▶ [Activity]: Every line of the following records that includes "below" should be copied.

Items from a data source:
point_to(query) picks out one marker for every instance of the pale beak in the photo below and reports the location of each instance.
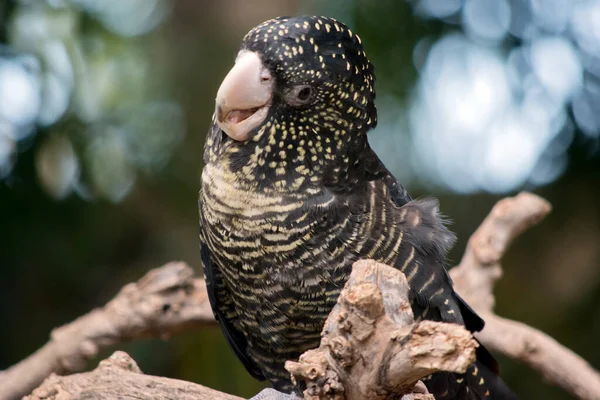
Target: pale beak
(244, 96)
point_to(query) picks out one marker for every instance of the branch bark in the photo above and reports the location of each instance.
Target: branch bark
(119, 377)
(166, 301)
(370, 326)
(371, 346)
(475, 277)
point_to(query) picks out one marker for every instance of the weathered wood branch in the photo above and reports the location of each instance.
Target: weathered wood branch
(119, 377)
(474, 279)
(166, 301)
(371, 346)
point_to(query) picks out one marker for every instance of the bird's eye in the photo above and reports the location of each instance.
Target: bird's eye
(300, 95)
(304, 93)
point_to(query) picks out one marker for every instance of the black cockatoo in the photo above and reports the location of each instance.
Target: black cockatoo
(292, 195)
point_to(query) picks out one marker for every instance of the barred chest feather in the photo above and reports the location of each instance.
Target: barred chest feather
(277, 252)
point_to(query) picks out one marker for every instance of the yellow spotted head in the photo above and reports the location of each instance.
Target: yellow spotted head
(299, 97)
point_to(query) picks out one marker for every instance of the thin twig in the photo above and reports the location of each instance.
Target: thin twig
(166, 301)
(475, 278)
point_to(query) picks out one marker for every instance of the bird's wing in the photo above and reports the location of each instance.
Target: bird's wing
(376, 170)
(217, 293)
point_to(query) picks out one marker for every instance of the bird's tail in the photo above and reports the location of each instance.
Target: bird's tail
(479, 382)
(498, 390)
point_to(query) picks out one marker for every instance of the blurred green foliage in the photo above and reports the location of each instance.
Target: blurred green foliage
(138, 104)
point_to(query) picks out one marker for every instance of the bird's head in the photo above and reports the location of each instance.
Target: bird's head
(300, 95)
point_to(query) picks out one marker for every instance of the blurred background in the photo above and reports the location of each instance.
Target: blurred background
(104, 106)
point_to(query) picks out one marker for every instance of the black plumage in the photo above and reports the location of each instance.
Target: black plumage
(291, 199)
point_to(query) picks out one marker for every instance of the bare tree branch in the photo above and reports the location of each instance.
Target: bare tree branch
(119, 377)
(167, 300)
(475, 277)
(371, 346)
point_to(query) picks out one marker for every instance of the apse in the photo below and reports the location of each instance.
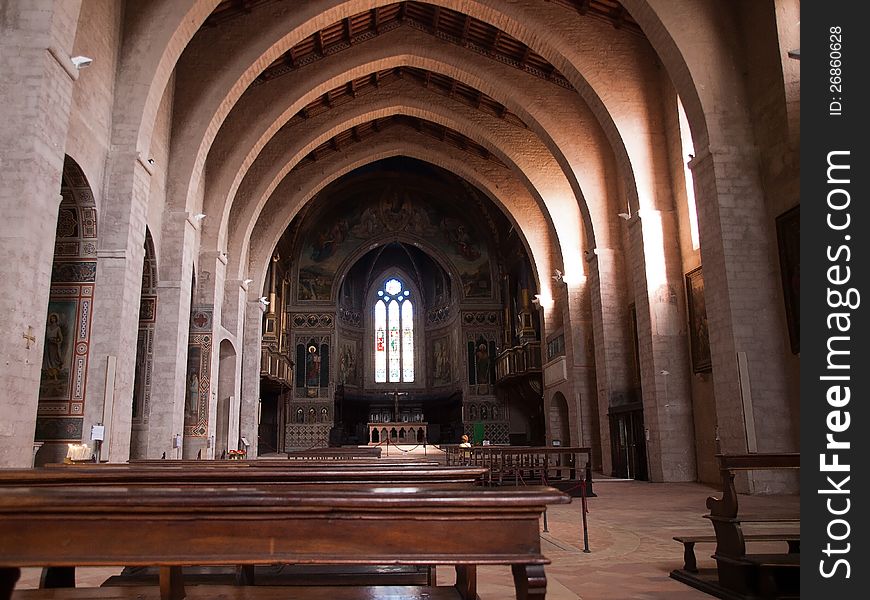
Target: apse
(396, 289)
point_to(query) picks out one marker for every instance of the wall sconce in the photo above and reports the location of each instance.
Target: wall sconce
(82, 62)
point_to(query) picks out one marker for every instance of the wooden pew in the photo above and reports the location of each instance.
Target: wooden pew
(220, 473)
(195, 475)
(739, 573)
(341, 453)
(170, 527)
(559, 466)
(254, 463)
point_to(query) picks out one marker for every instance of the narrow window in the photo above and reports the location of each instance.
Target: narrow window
(394, 334)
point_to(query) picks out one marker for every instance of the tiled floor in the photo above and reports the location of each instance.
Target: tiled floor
(630, 526)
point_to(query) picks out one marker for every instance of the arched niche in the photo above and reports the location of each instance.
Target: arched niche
(68, 319)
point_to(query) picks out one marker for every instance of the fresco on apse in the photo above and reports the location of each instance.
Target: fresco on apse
(66, 343)
(339, 234)
(197, 383)
(57, 356)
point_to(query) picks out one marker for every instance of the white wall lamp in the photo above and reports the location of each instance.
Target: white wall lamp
(82, 62)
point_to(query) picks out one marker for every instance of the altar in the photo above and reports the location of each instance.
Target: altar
(401, 432)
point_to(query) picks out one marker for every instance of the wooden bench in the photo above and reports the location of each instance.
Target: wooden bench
(170, 527)
(340, 453)
(742, 574)
(563, 467)
(690, 564)
(194, 475)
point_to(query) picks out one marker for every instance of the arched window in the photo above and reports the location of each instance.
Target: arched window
(394, 334)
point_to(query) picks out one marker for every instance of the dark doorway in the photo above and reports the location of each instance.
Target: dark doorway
(628, 442)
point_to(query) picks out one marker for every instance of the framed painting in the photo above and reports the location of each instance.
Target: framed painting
(788, 236)
(699, 338)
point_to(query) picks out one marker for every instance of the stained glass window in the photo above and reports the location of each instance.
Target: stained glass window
(380, 342)
(395, 355)
(407, 342)
(394, 334)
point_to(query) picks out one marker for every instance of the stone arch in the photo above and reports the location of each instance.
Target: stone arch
(240, 142)
(276, 215)
(548, 186)
(519, 21)
(66, 345)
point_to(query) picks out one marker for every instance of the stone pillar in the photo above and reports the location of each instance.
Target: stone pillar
(233, 320)
(741, 298)
(250, 400)
(664, 358)
(210, 291)
(171, 334)
(36, 37)
(582, 367)
(613, 344)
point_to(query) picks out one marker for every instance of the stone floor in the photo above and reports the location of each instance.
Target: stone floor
(630, 526)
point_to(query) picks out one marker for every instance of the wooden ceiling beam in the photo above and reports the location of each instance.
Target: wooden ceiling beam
(620, 17)
(465, 27)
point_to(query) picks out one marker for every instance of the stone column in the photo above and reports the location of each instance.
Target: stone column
(36, 37)
(172, 330)
(582, 367)
(664, 358)
(250, 400)
(233, 320)
(210, 292)
(613, 344)
(741, 297)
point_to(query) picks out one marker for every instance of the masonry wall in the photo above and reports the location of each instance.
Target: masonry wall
(98, 37)
(778, 159)
(701, 383)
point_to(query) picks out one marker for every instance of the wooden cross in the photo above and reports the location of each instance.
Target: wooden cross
(29, 336)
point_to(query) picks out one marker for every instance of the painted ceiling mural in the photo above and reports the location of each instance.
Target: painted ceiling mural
(339, 233)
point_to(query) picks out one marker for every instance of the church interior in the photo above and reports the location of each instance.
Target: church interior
(257, 227)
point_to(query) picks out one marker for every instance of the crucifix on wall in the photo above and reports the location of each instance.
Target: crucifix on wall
(396, 405)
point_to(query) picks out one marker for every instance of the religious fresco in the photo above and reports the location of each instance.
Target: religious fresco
(348, 371)
(338, 235)
(66, 343)
(57, 356)
(198, 381)
(442, 363)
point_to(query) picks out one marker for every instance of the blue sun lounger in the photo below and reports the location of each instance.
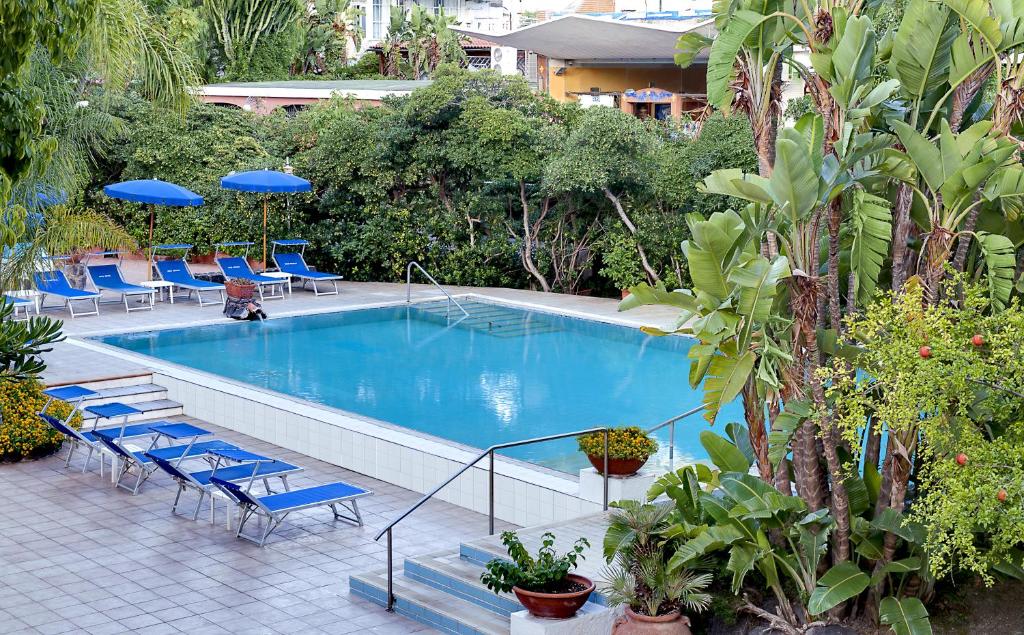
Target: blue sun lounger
(141, 462)
(55, 283)
(275, 507)
(294, 264)
(109, 278)
(235, 266)
(250, 468)
(19, 302)
(178, 273)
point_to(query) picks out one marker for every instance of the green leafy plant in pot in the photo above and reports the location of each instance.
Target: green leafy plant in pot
(629, 449)
(639, 576)
(542, 584)
(240, 288)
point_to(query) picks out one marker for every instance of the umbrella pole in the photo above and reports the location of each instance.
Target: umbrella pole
(264, 233)
(148, 263)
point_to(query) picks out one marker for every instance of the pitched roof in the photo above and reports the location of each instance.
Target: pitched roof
(590, 38)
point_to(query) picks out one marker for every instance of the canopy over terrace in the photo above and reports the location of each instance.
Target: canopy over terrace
(591, 55)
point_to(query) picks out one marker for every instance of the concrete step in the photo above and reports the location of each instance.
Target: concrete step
(429, 605)
(113, 382)
(129, 394)
(460, 578)
(156, 409)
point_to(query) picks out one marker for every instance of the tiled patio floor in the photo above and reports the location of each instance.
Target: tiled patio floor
(78, 556)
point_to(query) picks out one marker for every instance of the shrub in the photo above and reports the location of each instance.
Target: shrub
(545, 574)
(631, 442)
(23, 433)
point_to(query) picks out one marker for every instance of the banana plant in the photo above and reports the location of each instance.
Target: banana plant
(730, 309)
(951, 179)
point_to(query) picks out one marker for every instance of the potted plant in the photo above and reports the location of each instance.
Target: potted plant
(240, 288)
(641, 578)
(629, 449)
(543, 584)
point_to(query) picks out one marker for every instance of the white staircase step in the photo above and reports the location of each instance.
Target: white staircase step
(129, 394)
(430, 606)
(156, 409)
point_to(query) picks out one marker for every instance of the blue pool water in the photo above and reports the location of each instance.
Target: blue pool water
(502, 375)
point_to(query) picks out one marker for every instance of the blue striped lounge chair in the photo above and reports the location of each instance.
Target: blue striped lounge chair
(275, 507)
(295, 264)
(178, 273)
(55, 284)
(141, 463)
(236, 266)
(249, 467)
(109, 278)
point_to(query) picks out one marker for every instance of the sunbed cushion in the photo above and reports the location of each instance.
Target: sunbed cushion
(320, 495)
(244, 471)
(138, 429)
(109, 277)
(176, 272)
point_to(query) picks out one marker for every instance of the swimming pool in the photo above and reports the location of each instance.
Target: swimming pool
(502, 375)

▶ [Response]:
point_to(query) picks out one marker for every instance of the pale beak in the photo below and reports the location of each instance.
point_to(query) picks out one marker for every instance of the apse in the photo below and reports the location of each instance.
point_to(query) picks out one marker for every instance of the blue sun lounger in the photo below and reports the location of each instance.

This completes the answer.